>> start

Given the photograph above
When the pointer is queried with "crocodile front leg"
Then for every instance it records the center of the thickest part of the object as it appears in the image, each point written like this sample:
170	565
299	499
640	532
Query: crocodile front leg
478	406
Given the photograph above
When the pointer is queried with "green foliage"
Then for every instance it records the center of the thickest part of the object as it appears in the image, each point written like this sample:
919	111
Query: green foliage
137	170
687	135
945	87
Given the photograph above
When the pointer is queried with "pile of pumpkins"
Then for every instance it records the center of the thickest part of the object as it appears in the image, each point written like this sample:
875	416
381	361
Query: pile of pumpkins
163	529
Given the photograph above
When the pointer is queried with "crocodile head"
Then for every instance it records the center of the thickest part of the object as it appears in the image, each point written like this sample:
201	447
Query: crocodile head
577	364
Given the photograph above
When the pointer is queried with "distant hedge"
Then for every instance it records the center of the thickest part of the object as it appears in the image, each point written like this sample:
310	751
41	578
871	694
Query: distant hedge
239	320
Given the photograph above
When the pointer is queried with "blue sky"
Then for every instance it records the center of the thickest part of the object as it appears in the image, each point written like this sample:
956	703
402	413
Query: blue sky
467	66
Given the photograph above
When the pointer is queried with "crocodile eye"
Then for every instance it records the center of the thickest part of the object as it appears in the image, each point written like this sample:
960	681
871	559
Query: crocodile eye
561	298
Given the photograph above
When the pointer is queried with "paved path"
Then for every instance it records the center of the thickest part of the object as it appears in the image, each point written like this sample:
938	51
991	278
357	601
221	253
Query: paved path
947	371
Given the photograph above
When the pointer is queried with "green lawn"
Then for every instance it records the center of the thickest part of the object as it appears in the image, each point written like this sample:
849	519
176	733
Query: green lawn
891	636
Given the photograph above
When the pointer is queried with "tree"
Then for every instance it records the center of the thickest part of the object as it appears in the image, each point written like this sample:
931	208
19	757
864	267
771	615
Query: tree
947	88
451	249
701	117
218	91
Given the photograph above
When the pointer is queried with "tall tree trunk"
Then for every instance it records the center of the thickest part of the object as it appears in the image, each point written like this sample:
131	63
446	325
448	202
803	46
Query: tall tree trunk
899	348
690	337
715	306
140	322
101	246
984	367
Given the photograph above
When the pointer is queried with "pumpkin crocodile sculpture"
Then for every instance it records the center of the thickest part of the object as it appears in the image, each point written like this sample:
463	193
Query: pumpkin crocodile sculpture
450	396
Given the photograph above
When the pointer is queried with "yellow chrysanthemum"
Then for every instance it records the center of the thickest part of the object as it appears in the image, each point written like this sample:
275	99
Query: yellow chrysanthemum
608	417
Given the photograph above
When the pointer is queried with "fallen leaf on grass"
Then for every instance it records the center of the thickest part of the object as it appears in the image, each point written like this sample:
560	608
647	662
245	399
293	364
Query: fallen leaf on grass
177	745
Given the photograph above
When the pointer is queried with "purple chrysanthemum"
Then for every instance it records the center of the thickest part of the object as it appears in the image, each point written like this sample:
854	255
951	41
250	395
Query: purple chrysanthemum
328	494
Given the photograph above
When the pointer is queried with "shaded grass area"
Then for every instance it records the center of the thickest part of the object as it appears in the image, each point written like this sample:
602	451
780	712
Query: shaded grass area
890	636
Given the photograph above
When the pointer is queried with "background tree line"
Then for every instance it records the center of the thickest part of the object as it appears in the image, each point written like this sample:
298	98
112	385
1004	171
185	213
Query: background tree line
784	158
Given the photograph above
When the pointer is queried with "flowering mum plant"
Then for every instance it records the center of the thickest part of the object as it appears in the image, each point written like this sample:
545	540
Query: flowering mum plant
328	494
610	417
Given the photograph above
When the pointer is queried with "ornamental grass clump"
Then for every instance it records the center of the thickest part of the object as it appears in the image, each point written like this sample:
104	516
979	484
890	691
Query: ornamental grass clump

>> end

Print all of the entries again, exactly as written.

Given the photograph above
When the pointer is queried with "crocodile front leg"
Then for every instance it records the center of the thickest part of the object as it appears in the image, each point written like this sample:
170	565
299	499
640	532
Query: crocodile front leg
478	406
Given the photograph above
When the pointer is queried with "green foliage"
Then for every instance it records the center of the thickest part of the object as it appears in the image, each point written like this sample:
919	111
Query: green foliage
137	170
687	135
945	87
Given the photograph above
When the pointer is queried with "pile of pumpkins"
Then for every instance it records the center of the thickest part of the object as it appears in the image, each point written like this sample:
875	416
381	361
Query: pile of pumpkins
163	529
Given the photograph above
When the pointer is queried with "crocodile head"
Then for every instance it records the center of the thickest part of the object as it appears in the image, each point written like this sample:
201	447
Query: crocodile head
577	364
Given the photograph above
When the pointer is queried with "distant hedge"
Then for every instance it records the center of the thickest part of the object as it appears in the image, each point written like this sample:
310	751
41	578
871	694
Query: distant hedge
239	320
Given the photograph above
When the pointer is queried with "blue sky"
Then for every instance it records the center of the thickest part of the object as it appears in the image, each point written like this sample:
956	703
402	413
Query: blue sky
467	66
Given the photograph above
When the pointer is queried with "crocodile eye"
Then for every instance it records the center of the thickest part of the object as it appears in the image, each point written like this sample:
960	681
871	559
Query: crocodile eye
561	298
Given the photograph above
When the pointer is queried with "paved path"
Then for every instance it records the center of the thickest part of the object as it appears in the image, each point written like this sample:
938	51
991	278
357	601
221	253
Query: paved path
947	371
Given the photograph above
When the pointer is queried with "green lawn"
Then for every instance it records the center of the thickest part of the object as it appears in the image, each point written like this sample:
849	519
176	733
Query: green lawn
891	636
Given the photograph above
When the pointer is queried with "tree"
Then for every instance it records the center of the thickest part of the object as it appears in the image, each point written like this sample:
931	208
19	757
864	267
771	615
Query: tree
947	88
451	249
701	117
218	91
Given the photograph above
When the pointer is queried with "tall tree trunk"
Then for every instance it records the center of the thickest part of the object as it appears in the image, each point written like this sample:
131	63
446	325
448	202
803	46
Query: tall tree trunk
899	348
690	337
715	306
140	322
101	246
984	367
Given the photograph above
When the pointer is queried with "pumpkin crocodile sculpture"
Then for every instance it records the center of the thickest part of the object as it appears in the image, each point written like this sample:
463	193
Query: pumpkin crocodile sculpture
450	396
Given the photograph above
When the pointer is queried with "yellow chrysanthemum"
Then for every instance it records the center of the thickest part of the object as it appears in the image, each point written like this sample:
275	99
Query: yellow chrysanthemum
608	417
Given the photograph above
When the pointer is queried with "fallen leaf on grass"
Then for every instance it records the center of the thickest part of the object as it appears in the image, each point written like this sample:
560	608
647	662
245	399
293	364
Query: fallen leaf on grass
177	745
Given the photograph above
When the pointer is queried with "purple chrysanthemum"
Then for every instance it records the center of the thickest part of the object as it appears in the image, each point written like this sample:
854	255
951	41
250	395
Query: purple chrysanthemum
328	494
Given the photograph above
When the pointer is queried with "shaded grass area"
Then for every instance it records the center of the thickest part of the object as it appears in the image, each point written like this sample:
602	451
780	712
Query: shaded grass area
890	636
Given the photograph above
When the pointer is queried with "background tree line"
Then for every instance it records the center of the thickest part of the object as it appears in the image, each point written like this sample:
298	98
112	385
1004	171
185	213
Query: background tree line
784	158
Given the photograph above
When the pointer is queried with "flowering mum plant"
Then for every instance it records the center of the thickest part of the object as it appears in the image, each point written like this sample:
545	540
Query: flowering mum plant
328	494
610	417
Given the photograph above
When the pointer is queried with "ornamental grass clump"
Then for every instance it records the center of the thickest part of the object as it appears in the image, each point written like this sample:
104	516
979	484
890	691
Query: ornamental grass clump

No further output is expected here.